[MATERIAL TO PROCESS]
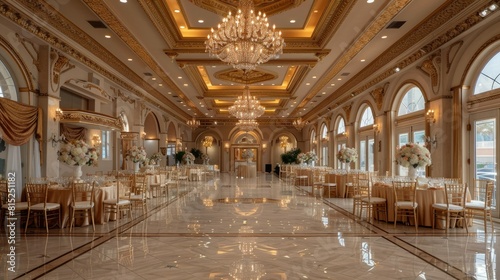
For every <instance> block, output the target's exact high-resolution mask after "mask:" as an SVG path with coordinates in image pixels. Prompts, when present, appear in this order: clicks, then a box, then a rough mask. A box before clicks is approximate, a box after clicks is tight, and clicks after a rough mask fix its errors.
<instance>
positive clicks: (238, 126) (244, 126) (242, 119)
mask: <svg viewBox="0 0 500 280" xmlns="http://www.w3.org/2000/svg"><path fill="white" fill-rule="evenodd" d="M236 127H237V128H238V129H239V130H242V131H252V130H255V129H257V127H259V123H258V122H257V121H256V120H253V119H250V120H249V119H241V120H238V122H237V123H236Z"/></svg>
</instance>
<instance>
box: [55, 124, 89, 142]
mask: <svg viewBox="0 0 500 280" xmlns="http://www.w3.org/2000/svg"><path fill="white" fill-rule="evenodd" d="M60 129H61V134H62V135H64V137H65V138H66V139H67V140H68V141H71V140H83V141H85V139H86V136H87V129H86V128H85V127H69V126H67V125H64V124H61V126H60Z"/></svg>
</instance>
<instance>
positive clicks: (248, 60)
mask: <svg viewBox="0 0 500 280" xmlns="http://www.w3.org/2000/svg"><path fill="white" fill-rule="evenodd" d="M284 45H285V42H284V40H283V38H281V31H276V30H275V26H274V25H273V27H272V28H269V23H268V22H267V17H266V14H263V13H261V12H258V13H257V14H256V13H255V12H254V5H253V0H241V1H240V4H239V6H238V12H237V13H236V15H234V16H233V15H232V14H231V12H229V14H228V15H227V17H225V18H223V19H222V23H219V25H218V26H217V30H214V29H213V28H212V30H211V33H210V34H209V35H208V36H207V40H206V41H205V46H206V51H208V53H209V54H210V55H211V56H215V57H217V58H218V59H220V60H221V61H223V62H226V63H228V64H231V65H233V67H234V68H236V69H241V70H244V71H248V70H254V69H255V68H256V67H257V65H258V64H261V63H265V62H267V61H269V59H271V58H277V57H278V56H279V55H280V54H282V53H283V46H284Z"/></svg>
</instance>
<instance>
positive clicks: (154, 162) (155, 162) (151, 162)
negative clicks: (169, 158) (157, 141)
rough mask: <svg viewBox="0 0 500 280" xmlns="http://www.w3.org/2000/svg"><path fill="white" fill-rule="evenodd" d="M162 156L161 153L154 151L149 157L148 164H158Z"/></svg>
mask: <svg viewBox="0 0 500 280" xmlns="http://www.w3.org/2000/svg"><path fill="white" fill-rule="evenodd" d="M162 156H163V155H162V154H161V153H154V154H153V155H152V156H151V158H150V159H149V164H151V165H155V164H160V161H161V158H162Z"/></svg>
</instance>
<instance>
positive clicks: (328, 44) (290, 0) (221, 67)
mask: <svg viewBox="0 0 500 280" xmlns="http://www.w3.org/2000/svg"><path fill="white" fill-rule="evenodd" d="M3 2H7V3H11V9H13V10H15V9H19V10H20V11H24V12H25V13H26V14H27V17H28V16H29V12H32V13H33V14H34V15H36V16H38V17H39V18H43V19H44V20H45V21H46V22H48V23H49V25H50V27H47V28H50V30H52V31H53V32H57V34H58V36H60V37H61V38H62V39H63V40H65V41H67V42H68V43H69V44H73V43H74V44H75V45H76V46H78V47H75V48H77V49H78V50H79V51H80V52H82V53H84V54H86V55H87V56H88V57H91V58H93V59H95V60H96V61H99V62H100V63H102V64H103V65H104V67H105V68H106V71H100V72H101V73H99V74H101V75H104V76H107V77H108V78H110V77H111V78H110V79H111V80H113V81H117V80H119V81H121V82H120V84H122V85H127V86H126V87H125V88H129V89H131V92H132V93H138V92H141V94H139V95H142V92H145V94H144V95H142V96H140V97H142V98H145V99H147V100H149V101H151V102H152V103H154V104H156V106H158V107H160V108H163V109H164V110H165V111H168V112H169V113H170V114H171V115H173V116H175V117H177V118H179V119H180V120H181V121H186V120H188V119H191V118H193V117H195V118H197V119H199V120H201V121H202V124H205V125H209V124H210V123H212V122H214V121H218V122H222V123H224V122H225V121H228V120H232V121H234V120H235V119H234V117H230V115H229V114H228V112H227V108H228V107H229V106H230V105H232V103H233V102H234V101H235V100H236V98H237V97H238V96H239V95H241V94H242V92H243V88H244V84H248V85H249V86H250V90H251V94H252V95H254V96H256V97H257V98H258V99H259V100H260V102H261V104H262V105H263V106H265V108H266V112H265V114H264V115H263V116H262V117H261V118H259V122H268V121H276V120H281V121H282V122H283V123H286V124H289V123H291V121H292V120H294V119H296V118H297V117H299V116H301V117H303V118H305V119H308V120H314V119H316V118H318V116H321V115H322V114H324V113H325V112H327V111H328V110H330V109H331V108H334V107H335V106H339V105H341V104H342V103H344V102H346V101H348V100H349V98H352V96H353V95H355V94H356V93H358V92H360V91H362V90H365V89H367V88H369V87H370V86H373V85H375V84H376V83H377V82H379V81H380V80H381V79H383V77H387V76H388V75H392V74H394V71H393V69H394V68H395V67H397V66H398V63H400V62H401V61H402V60H404V59H405V57H407V56H411V55H412V54H413V53H414V52H415V51H417V50H419V49H420V48H421V47H422V46H425V44H426V42H430V41H432V40H433V39H434V38H436V37H437V36H438V35H439V32H441V31H443V30H439V27H441V26H444V25H449V24H453V22H459V21H460V20H463V19H464V18H466V17H467V16H470V15H471V14H473V13H476V10H477V9H479V8H480V7H482V6H485V5H487V4H488V3H489V2H490V1H473V0H455V1H446V0H433V1H422V0H394V1H382V0H374V1H371V2H373V3H368V2H370V1H367V0H358V1H356V0H343V1H337V0H335V1H332V0H279V1H268V0H255V1H254V3H255V9H256V10H257V11H262V12H265V13H266V14H267V15H268V17H269V22H270V23H271V25H272V24H275V25H276V29H277V30H280V31H282V33H283V37H284V39H285V44H286V46H285V48H284V52H283V54H282V55H280V57H279V58H277V59H274V60H271V61H269V62H267V63H265V64H262V65H259V67H257V69H256V70H254V71H252V72H251V73H250V74H249V75H248V79H244V78H243V76H242V72H240V71H238V70H236V69H233V68H232V67H231V66H229V65H225V64H224V63H222V62H220V61H219V60H218V59H216V58H214V57H210V56H209V54H208V53H207V52H206V51H205V45H204V41H205V39H206V36H207V35H208V33H209V31H210V28H212V27H214V28H215V27H216V26H217V24H218V23H219V22H220V21H221V19H222V17H223V16H226V15H227V12H228V11H233V13H234V12H235V10H236V7H237V6H238V0H128V1H123V0H122V1H120V0H71V1H48V2H44V1H40V2H39V3H38V4H34V3H35V2H38V1H28V0H20V1H3ZM123 2H126V3H123ZM4 15H5V13H4ZM57 16H58V17H59V18H58V19H56V17H57ZM33 18H34V19H36V17H33ZM381 77H382V78H381ZM137 87H139V88H141V90H140V91H138V90H137Z"/></svg>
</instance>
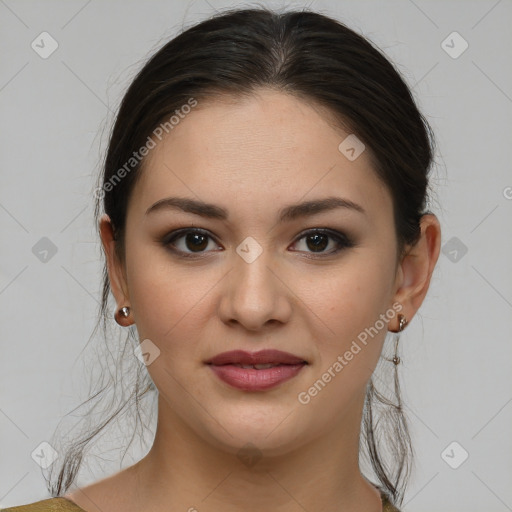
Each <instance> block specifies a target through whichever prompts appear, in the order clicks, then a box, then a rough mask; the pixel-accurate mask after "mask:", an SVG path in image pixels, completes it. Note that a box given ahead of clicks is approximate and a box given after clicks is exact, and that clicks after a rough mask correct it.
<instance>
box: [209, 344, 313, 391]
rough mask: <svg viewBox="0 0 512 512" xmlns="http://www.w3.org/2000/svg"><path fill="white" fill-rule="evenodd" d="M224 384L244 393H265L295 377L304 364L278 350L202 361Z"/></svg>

[TASK] Word for word, output the whole listing, but not its pictures.

[RESPONSE]
For every <instance> block, output the target's exact high-resolution mask after "mask:" as an SVG path with coordinates in image pixels. Prompts, when present, appear in this order: clicks, then a box, then a rough mask. A box before clicks is approximate, a box after clicks is tight, and clicks after a rough mask fix its errors.
<instance>
positive clicks: (238, 126) (244, 126) (242, 119)
mask: <svg viewBox="0 0 500 280" xmlns="http://www.w3.org/2000/svg"><path fill="white" fill-rule="evenodd" d="M236 127H237V128H238V129H239V130H242V131H252V130H255V129H257V127H259V123H258V122H257V121H256V120H253V119H250V120H249V119H241V120H238V122H237V123H236Z"/></svg>
</instance>
<instance>
box: [55, 124, 89, 142]
mask: <svg viewBox="0 0 500 280" xmlns="http://www.w3.org/2000/svg"><path fill="white" fill-rule="evenodd" d="M60 129H61V134H62V135H64V137H65V138H66V139H67V140H68V141H71V140H83V141H85V139H86V136H87V129H86V128H85V127H69V126H67V125H64V124H61V126H60Z"/></svg>
</instance>
<instance>
positive clicks: (248, 60)
mask: <svg viewBox="0 0 500 280" xmlns="http://www.w3.org/2000/svg"><path fill="white" fill-rule="evenodd" d="M284 45H285V42H284V40H283V38H281V31H276V30H275V26H274V25H273V27H272V28H269V23H268V22H267V17H266V14H263V13H261V12H258V13H257V14H256V13H255V12H254V5H253V0H241V1H240V4H239V6H238V12H237V13H236V15H234V16H233V15H232V14H231V12H229V14H228V15H227V17H225V18H223V19H222V23H219V25H218V26H217V30H214V29H213V28H212V30H211V33H210V34H209V35H208V36H207V40H206V41H205V46H206V51H208V53H209V54H210V55H211V56H215V57H217V58H218V59H220V60H221V61H223V62H226V63H228V64H231V65H233V67H234V68H236V69H241V70H244V71H248V70H254V69H255V68H256V67H257V65H258V64H261V63H265V62H267V61H269V59H271V58H277V57H278V56H279V55H280V54H282V53H283V46H284Z"/></svg>
</instance>
<instance>
positive clicks: (154, 162) (155, 162) (151, 162)
negative clicks: (169, 158) (157, 141)
rough mask: <svg viewBox="0 0 500 280" xmlns="http://www.w3.org/2000/svg"><path fill="white" fill-rule="evenodd" d="M162 156L161 153L154 151L149 157L148 164H158Z"/></svg>
mask: <svg viewBox="0 0 500 280" xmlns="http://www.w3.org/2000/svg"><path fill="white" fill-rule="evenodd" d="M162 156H163V155H162V154H161V153H154V154H153V155H152V156H151V158H150V159H149V164H151V165H155V164H160V161H161V158H162Z"/></svg>
</instance>
<instance>
positive clicks: (328, 44) (290, 0) (221, 67)
mask: <svg viewBox="0 0 500 280" xmlns="http://www.w3.org/2000/svg"><path fill="white" fill-rule="evenodd" d="M3 2H7V3H11V9H13V10H15V9H19V10H20V11H24V12H25V13H26V14H27V17H28V16H29V12H32V13H33V14H34V15H36V16H38V17H39V18H43V19H44V20H45V21H46V22H48V23H49V25H50V27H47V28H50V30H52V31H53V32H57V34H58V36H60V37H61V38H62V39H63V40H65V41H67V42H68V43H69V44H73V43H74V44H75V45H76V46H78V47H75V48H77V49H78V50H79V51H80V52H82V53H84V54H86V55H87V56H88V57H91V58H93V59H95V60H96V61H99V62H100V63H102V64H103V65H104V67H105V68H106V71H100V72H101V73H99V74H101V75H104V76H107V77H108V78H110V77H111V78H110V79H111V80H113V81H117V80H119V81H121V82H120V84H122V85H127V86H126V87H125V88H129V89H131V92H132V93H138V92H141V94H139V95H142V92H145V94H144V95H142V96H140V97H142V98H145V99H147V100H149V101H151V102H152V103H154V104H156V106H158V107H160V108H163V109H164V110H165V111H168V112H169V113H170V114H171V115H173V116H175V117H177V118H179V119H180V120H181V121H186V120H188V119H191V118H193V117H195V118H197V119H199V120H201V121H202V124H205V125H209V124H210V123H212V122H214V121H218V122H222V123H224V122H225V121H228V120H232V121H234V120H235V119H234V117H230V115H229V114H228V112H227V108H228V107H229V106H230V105H232V103H233V102H234V101H235V100H236V98H237V97H238V96H239V95H241V94H242V92H243V88H244V84H248V85H249V86H250V90H251V94H252V95H254V96H256V97H257V98H258V99H259V100H260V102H261V104H262V105H263V106H265V108H266V112H265V114H264V115H263V116H262V117H261V118H259V122H268V121H276V120H281V121H282V122H283V123H286V124H289V123H291V121H292V120H294V119H296V118H297V117H299V116H301V117H303V118H305V119H308V120H314V119H316V118H318V116H321V115H322V114H324V113H325V112H327V111H328V110H330V109H331V108H334V107H335V106H339V105H341V104H342V103H344V102H346V101H348V100H349V98H352V96H353V95H355V94H356V93H358V92H360V91H362V90H365V89H367V88H369V87H370V86H373V85H375V84H376V83H377V82H379V81H380V80H381V79H383V77H387V76H388V75H392V74H394V71H393V69H394V68H395V67H397V66H398V63H400V62H401V61H402V60H404V59H405V57H407V56H411V55H412V54H413V53H414V52H415V51H417V50H419V49H420V48H421V47H422V46H425V44H426V42H430V41H432V40H433V39H434V38H436V37H437V36H438V35H439V32H441V31H443V30H439V27H441V26H444V25H449V24H453V22H459V21H460V20H463V19H464V18H466V17H467V16H470V15H471V14H473V13H476V10H477V9H479V8H480V7H482V6H485V5H487V4H488V3H489V2H490V1H473V0H455V1H446V0H433V1H422V0H394V1H382V0H374V1H371V2H373V3H368V2H370V1H367V0H358V1H356V0H343V1H337V0H335V1H332V0H279V1H268V0H255V1H254V3H255V9H256V10H257V11H262V12H265V13H266V14H267V15H268V17H269V22H270V23H271V25H272V24H275V25H276V29H277V30H280V31H282V33H283V37H284V39H285V44H286V46H285V48H284V52H283V54H282V55H280V57H279V58H277V59H274V60H271V61H269V62H267V63H265V64H262V65H259V67H257V69H256V70H254V71H252V72H251V73H250V74H249V75H248V79H244V78H243V76H242V72H240V71H238V70H236V69H233V68H232V67H231V66H229V65H225V64H224V63H222V62H220V61H219V60H218V59H216V58H214V57H210V56H209V54H208V53H207V52H206V51H205V45H204V41H205V39H206V36H207V35H208V33H209V31H210V28H212V27H214V28H215V27H216V26H217V24H218V23H219V22H220V21H221V19H222V17H223V16H226V15H227V12H228V11H233V13H234V12H235V10H236V7H237V6H238V0H128V1H123V0H122V1H120V0H71V1H48V2H44V1H40V2H39V3H38V4H34V3H35V2H38V1H28V0H20V1H3ZM123 2H126V3H123ZM4 15H5V13H4ZM57 16H58V17H59V18H58V19H56V17H57ZM33 18H34V19H36V17H33ZM381 77H382V78H381ZM137 87H139V88H141V90H140V91H138V90H137Z"/></svg>
</instance>
Each <instance> block specifies a target through whichever prompts appear, in the order clicks, then a box, then a rough mask; the pixel-accurate mask after "mask:", an SVG path in image pixels, completes it. Note that a box given ahead of clicks is approximate and a box given after clicks is exact, and that clicks after a rough mask correct it.
<instance>
box: [209, 344, 313, 391]
rough mask: <svg viewBox="0 0 512 512" xmlns="http://www.w3.org/2000/svg"><path fill="white" fill-rule="evenodd" d="M224 384L244 393H265L295 377L304 364L278 350L202 361Z"/></svg>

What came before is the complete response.